§ 課題 A
本文によると、北村さんは現在どこで教授を務めていますか。

§ 本文
「都市プランナーの雑読記-その32/北村亘『政令指定都市 百万都市から都構想へ』」顧問大村謙二郎

都市ブランナーの雑読記-その32

北村亘『政令指定都市 百万都市から都構想へ』中公新書、2013.07

2021年8月2日
大 村 謙 二 郎

 北村さんは1970年生まれの行政学者で、現在、大阪大学大学院法学研究科教授。

 都市計画においても大都市問題、大都市圏計画は昔からの重要なテーマであり、とりわけ20世紀の急激な都市化、産業化の進展の中で行政区域を越える、一体の大都市圏が生まれてきて、その土地利用コントロール、住宅政策、大都市インフラの建設と運営など大きなテーマとなってきました。また、この20年近くは国の経済発展にとって、大都市が成長エンジンとしての役割が重視され、都市再生特区やエンタープライズゾーンなどの特別の施策が各国で模索されてきています。
 かつての経済成長時代であれば、大都市が生み出す利益を、国が吸収して成長から取り残されている、あるいは衰退地域に再配分して、国土の均衡ある発展が目指されてきました。パイが拡大する時代では、大都市は自地域から上がる利益の一部を他地域に移転することに対して、ある程度寛容だったといえます。また、大都市に居住、働く人々の多くは地方から大都市に流入してきた第一世代、第二世代が多く、心情的にも自分の出身地域であり、父母、親族がいる地方に対しての繋がり感が強く、地方へ大都市の利益を再配分していくことに対して共感の念があったと思います。あるいは、地方を捨てて大都市に移住してきたことに対する疚しさを補償するという感情があったのかもしれません。

§ 処理対象データ
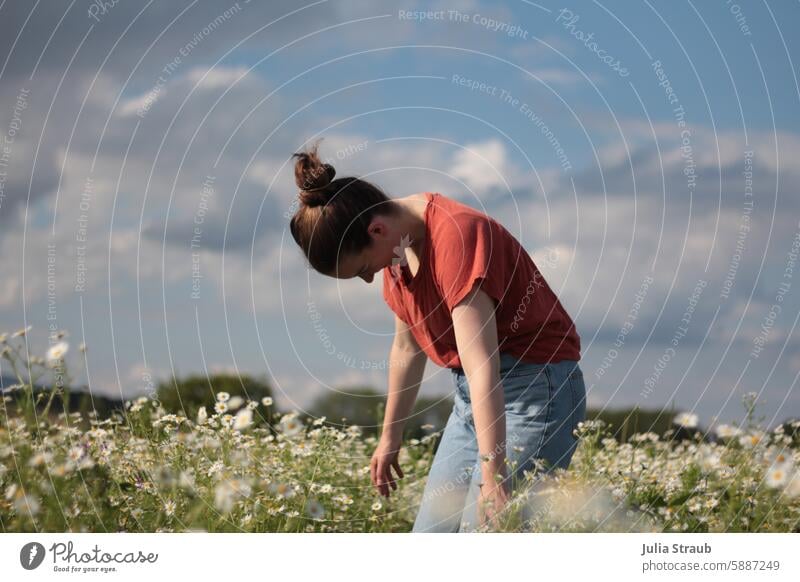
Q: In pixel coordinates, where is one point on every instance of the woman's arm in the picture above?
(476, 339)
(406, 367)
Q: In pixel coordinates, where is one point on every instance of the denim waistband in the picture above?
(507, 362)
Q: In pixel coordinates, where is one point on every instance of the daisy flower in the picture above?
(315, 509)
(777, 476)
(56, 353)
(727, 431)
(685, 420)
(244, 418)
(290, 425)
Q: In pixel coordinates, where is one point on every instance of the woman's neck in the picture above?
(412, 220)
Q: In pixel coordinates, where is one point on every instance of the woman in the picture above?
(466, 295)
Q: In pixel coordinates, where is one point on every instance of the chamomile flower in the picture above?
(22, 332)
(56, 353)
(290, 425)
(685, 420)
(727, 431)
(315, 509)
(777, 476)
(235, 402)
(244, 418)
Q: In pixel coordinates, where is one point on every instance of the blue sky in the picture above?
(506, 107)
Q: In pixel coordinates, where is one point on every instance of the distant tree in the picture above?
(192, 392)
(364, 406)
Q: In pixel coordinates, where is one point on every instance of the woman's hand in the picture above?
(491, 501)
(383, 459)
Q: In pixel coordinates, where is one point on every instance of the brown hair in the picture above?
(333, 216)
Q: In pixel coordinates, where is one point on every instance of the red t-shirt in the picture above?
(463, 246)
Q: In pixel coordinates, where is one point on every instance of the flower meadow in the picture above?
(242, 467)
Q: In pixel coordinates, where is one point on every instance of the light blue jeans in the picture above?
(543, 402)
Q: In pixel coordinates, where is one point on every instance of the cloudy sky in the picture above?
(645, 155)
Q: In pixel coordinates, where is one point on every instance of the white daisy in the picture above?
(315, 509)
(727, 431)
(777, 475)
(56, 353)
(244, 418)
(685, 420)
(21, 332)
(290, 425)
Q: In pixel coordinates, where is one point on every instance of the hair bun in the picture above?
(313, 177)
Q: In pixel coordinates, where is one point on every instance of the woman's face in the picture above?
(373, 258)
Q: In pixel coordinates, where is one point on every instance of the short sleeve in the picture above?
(468, 252)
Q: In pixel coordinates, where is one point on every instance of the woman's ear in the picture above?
(377, 228)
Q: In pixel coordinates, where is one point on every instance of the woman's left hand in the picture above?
(491, 501)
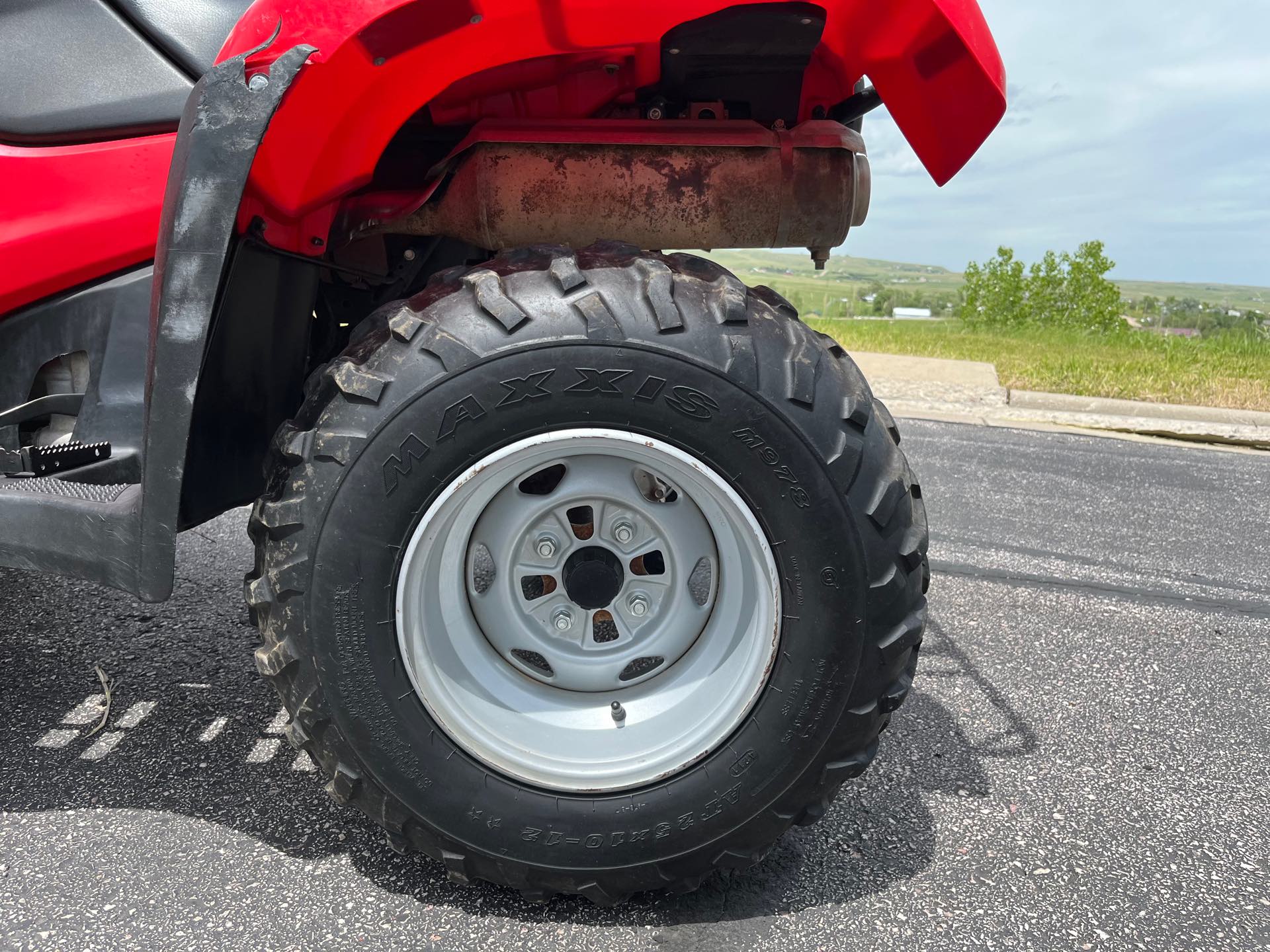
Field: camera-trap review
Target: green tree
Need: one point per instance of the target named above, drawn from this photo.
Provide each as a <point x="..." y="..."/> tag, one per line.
<point x="996" y="291"/>
<point x="1093" y="301"/>
<point x="1058" y="291"/>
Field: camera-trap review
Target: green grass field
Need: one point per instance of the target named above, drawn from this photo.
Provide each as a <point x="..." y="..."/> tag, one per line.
<point x="1213" y="371"/>
<point x="795" y="273"/>
<point x="1134" y="366"/>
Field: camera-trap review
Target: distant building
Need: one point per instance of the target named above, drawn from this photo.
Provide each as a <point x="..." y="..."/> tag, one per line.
<point x="1176" y="332"/>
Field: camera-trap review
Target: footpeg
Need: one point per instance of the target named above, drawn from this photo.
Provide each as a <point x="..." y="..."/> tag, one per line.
<point x="46" y="461"/>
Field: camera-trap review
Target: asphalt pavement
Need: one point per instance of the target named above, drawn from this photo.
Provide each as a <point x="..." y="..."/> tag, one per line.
<point x="1083" y="763"/>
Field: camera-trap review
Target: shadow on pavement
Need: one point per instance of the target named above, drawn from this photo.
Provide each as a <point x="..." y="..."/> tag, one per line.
<point x="192" y="659"/>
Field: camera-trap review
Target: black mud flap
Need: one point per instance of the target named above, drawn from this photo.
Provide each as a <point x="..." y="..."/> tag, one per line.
<point x="125" y="537"/>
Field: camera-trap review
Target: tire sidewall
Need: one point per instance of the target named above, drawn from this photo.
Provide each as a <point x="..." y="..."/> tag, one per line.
<point x="374" y="509"/>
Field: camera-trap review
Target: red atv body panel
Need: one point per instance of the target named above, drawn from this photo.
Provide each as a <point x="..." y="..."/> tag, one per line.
<point x="73" y="214"/>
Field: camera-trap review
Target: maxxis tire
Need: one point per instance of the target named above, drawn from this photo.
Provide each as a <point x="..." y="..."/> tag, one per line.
<point x="810" y="451"/>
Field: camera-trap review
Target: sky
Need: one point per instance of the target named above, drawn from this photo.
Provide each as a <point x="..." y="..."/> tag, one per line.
<point x="1143" y="125"/>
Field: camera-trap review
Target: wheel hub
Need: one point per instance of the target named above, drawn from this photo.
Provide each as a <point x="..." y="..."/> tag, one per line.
<point x="593" y="576"/>
<point x="574" y="571"/>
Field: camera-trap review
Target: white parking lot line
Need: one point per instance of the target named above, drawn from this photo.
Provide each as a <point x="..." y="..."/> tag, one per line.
<point x="87" y="711"/>
<point x="58" y="738"/>
<point x="214" y="730"/>
<point x="263" y="750"/>
<point x="105" y="744"/>
<point x="280" y="723"/>
<point x="135" y="715"/>
<point x="304" y="763"/>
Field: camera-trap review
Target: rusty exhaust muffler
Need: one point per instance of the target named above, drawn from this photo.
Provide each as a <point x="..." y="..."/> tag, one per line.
<point x="654" y="184"/>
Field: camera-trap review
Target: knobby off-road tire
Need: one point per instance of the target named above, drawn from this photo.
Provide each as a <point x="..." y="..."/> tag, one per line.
<point x="545" y="339"/>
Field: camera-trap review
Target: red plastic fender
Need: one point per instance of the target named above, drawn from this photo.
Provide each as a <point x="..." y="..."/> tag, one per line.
<point x="379" y="61"/>
<point x="71" y="214"/>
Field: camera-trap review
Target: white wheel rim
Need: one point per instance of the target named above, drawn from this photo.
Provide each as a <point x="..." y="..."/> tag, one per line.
<point x="466" y="623"/>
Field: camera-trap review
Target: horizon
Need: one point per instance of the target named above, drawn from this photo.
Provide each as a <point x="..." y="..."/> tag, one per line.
<point x="842" y="252"/>
<point x="1132" y="125"/>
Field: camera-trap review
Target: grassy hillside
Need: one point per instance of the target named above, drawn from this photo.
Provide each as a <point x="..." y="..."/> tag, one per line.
<point x="1208" y="371"/>
<point x="795" y="273"/>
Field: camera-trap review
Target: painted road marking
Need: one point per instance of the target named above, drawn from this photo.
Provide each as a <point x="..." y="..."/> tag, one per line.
<point x="214" y="730"/>
<point x="106" y="743"/>
<point x="58" y="738"/>
<point x="263" y="750"/>
<point x="136" y="714"/>
<point x="87" y="711"/>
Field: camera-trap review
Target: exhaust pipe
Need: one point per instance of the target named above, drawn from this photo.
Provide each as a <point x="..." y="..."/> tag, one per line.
<point x="653" y="184"/>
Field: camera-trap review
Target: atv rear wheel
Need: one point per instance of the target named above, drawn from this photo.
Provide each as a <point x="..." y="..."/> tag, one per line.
<point x="588" y="573"/>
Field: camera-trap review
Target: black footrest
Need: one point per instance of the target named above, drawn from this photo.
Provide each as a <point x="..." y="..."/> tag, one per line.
<point x="44" y="461"/>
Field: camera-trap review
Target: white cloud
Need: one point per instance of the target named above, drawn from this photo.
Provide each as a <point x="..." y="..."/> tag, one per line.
<point x="1129" y="122"/>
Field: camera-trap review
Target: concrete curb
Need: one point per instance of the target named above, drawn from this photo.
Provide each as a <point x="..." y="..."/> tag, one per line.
<point x="1109" y="407"/>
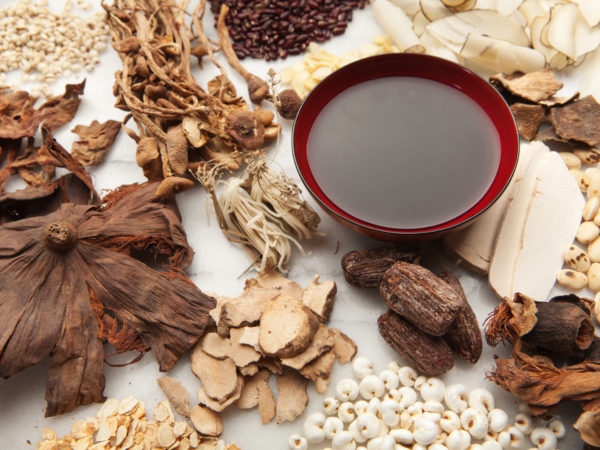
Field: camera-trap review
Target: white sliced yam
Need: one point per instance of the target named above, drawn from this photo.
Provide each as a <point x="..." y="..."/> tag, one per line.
<point x="395" y="23"/>
<point x="434" y="9"/>
<point x="510" y="231"/>
<point x="551" y="225"/>
<point x="502" y="56"/>
<point x="410" y="7"/>
<point x="590" y="74"/>
<point x="590" y="9"/>
<point x="561" y="29"/>
<point x="475" y="244"/>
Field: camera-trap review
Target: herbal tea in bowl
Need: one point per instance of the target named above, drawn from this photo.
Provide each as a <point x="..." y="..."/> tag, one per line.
<point x="405" y="146"/>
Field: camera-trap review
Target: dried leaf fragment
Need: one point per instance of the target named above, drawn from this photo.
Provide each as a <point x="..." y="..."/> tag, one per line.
<point x="95" y="141"/>
<point x="178" y="396"/>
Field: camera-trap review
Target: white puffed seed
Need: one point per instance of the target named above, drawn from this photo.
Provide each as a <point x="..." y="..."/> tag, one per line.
<point x="390" y="379"/>
<point x="313" y="428"/>
<point x="330" y="405"/>
<point x="346" y="412"/>
<point x="297" y="442"/>
<point x="475" y="421"/>
<point x="594" y="277"/>
<point x="557" y="427"/>
<point x="498" y="420"/>
<point x="587" y="232"/>
<point x="571" y="279"/>
<point x="346" y="389"/>
<point x="407" y="376"/>
<point x="458" y="440"/>
<point x="449" y="421"/>
<point x="371" y="386"/>
<point x="332" y="426"/>
<point x="361" y="367"/>
<point x="433" y="390"/>
<point x="591" y="208"/>
<point x="571" y="161"/>
<point x="544" y="438"/>
<point x="456" y="397"/>
<point x="577" y="259"/>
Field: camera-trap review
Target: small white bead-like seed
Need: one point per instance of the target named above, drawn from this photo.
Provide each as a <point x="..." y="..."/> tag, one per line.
<point x="577" y="259"/>
<point x="587" y="232"/>
<point x="571" y="279"/>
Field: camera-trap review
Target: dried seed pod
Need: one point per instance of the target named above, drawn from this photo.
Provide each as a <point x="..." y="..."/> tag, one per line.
<point x="177" y="145"/>
<point x="464" y="335"/>
<point x="365" y="268"/>
<point x="173" y="185"/>
<point x="428" y="354"/>
<point x="425" y="300"/>
<point x="288" y="103"/>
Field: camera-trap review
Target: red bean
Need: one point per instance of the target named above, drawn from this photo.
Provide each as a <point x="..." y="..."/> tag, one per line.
<point x="272" y="29"/>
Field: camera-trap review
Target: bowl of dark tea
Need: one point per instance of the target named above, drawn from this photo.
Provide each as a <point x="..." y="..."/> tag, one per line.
<point x="405" y="146"/>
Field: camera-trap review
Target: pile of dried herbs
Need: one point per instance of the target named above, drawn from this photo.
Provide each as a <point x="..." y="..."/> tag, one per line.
<point x="555" y="356"/>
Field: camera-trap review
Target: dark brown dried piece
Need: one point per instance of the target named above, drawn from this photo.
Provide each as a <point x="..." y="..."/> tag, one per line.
<point x="529" y="119"/>
<point x="365" y="268"/>
<point x="422" y="298"/>
<point x="428" y="354"/>
<point x="96" y="140"/>
<point x="464" y="335"/>
<point x="578" y="121"/>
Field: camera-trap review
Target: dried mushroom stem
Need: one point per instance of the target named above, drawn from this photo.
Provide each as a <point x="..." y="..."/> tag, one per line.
<point x="258" y="89"/>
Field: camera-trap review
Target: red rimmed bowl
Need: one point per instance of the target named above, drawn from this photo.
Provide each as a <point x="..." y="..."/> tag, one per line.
<point x="405" y="146"/>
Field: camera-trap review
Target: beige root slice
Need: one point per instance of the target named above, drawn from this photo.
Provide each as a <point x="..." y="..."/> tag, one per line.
<point x="178" y="396"/>
<point x="291" y="397"/>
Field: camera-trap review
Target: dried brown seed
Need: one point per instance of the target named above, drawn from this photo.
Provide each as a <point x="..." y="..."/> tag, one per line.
<point x="365" y="268"/>
<point x="419" y="296"/>
<point x="428" y="354"/>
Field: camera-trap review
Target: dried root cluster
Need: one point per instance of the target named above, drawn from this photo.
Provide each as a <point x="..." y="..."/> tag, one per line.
<point x="274" y="328"/>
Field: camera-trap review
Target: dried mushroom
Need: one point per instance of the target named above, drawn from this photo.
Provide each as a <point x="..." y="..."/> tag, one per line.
<point x="84" y="250"/>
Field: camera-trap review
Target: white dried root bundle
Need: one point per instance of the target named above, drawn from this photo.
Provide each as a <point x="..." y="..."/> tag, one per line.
<point x="266" y="214"/>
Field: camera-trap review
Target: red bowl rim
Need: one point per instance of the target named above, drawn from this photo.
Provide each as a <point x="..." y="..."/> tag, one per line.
<point x="419" y="65"/>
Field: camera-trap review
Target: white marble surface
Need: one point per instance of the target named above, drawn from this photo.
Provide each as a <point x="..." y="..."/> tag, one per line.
<point x="217" y="267"/>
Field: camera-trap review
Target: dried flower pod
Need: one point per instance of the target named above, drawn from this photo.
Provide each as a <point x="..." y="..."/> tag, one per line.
<point x="173" y="185"/>
<point x="419" y="296"/>
<point x="428" y="354"/>
<point x="288" y="103"/>
<point x="177" y="145"/>
<point x="365" y="268"/>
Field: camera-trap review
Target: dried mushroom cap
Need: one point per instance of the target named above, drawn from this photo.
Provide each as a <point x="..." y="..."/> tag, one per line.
<point x="288" y="103"/>
<point x="246" y="129"/>
<point x="206" y="421"/>
<point x="533" y="86"/>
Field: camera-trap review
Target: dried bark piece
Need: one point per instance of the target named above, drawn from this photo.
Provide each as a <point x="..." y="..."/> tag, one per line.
<point x="218" y="376"/>
<point x="344" y="348"/>
<point x="206" y="421"/>
<point x="319" y="371"/>
<point x="529" y="119"/>
<point x="464" y="335"/>
<point x="419" y="296"/>
<point x="95" y="141"/>
<point x="533" y="86"/>
<point x="322" y="341"/>
<point x="578" y="121"/>
<point x="287" y="327"/>
<point x="291" y="396"/>
<point x="178" y="396"/>
<point x="365" y="268"/>
<point x="319" y="297"/>
<point x="251" y="390"/>
<point x="428" y="354"/>
<point x="220" y="406"/>
<point x="216" y="346"/>
<point x="241" y="354"/>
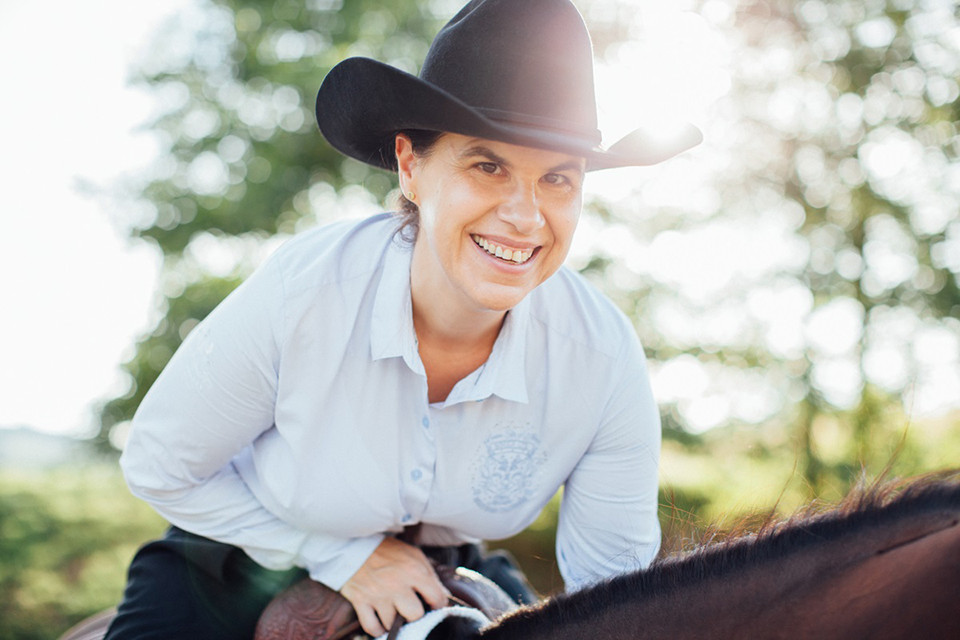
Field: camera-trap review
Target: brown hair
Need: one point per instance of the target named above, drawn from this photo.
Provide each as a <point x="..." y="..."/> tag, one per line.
<point x="409" y="213"/>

§ 課題 B
上の記録から「piece」という語を含む行をすべて探し出し、一行ずつ書き写してください。

§ 正解 A
大阪大学大学院法学研究科です。

§ 正解 B
Target: dark brown dried piece
Target: dried bark piece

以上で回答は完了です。